**WHAT YOU NEED TO DO**
Render the lines below as a two-column CSV with the headers "text" and "answer". Give one row for each worded line, with the coordinates that follow it as its answer, each value in one quoted field and line breaks turned into spaces.

-*-

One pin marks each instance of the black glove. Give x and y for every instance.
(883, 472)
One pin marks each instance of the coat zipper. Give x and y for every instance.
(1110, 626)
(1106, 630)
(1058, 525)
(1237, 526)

-*-

**FINAL ANSWER**
text,answer
"One pin marks each instance of the black glove. Give x and y for every instance.","(883, 472)"
"One pin marks each instance of the coat zipper. Give x and y for every instance.","(1110, 626) (1106, 630) (1058, 525) (1237, 526)"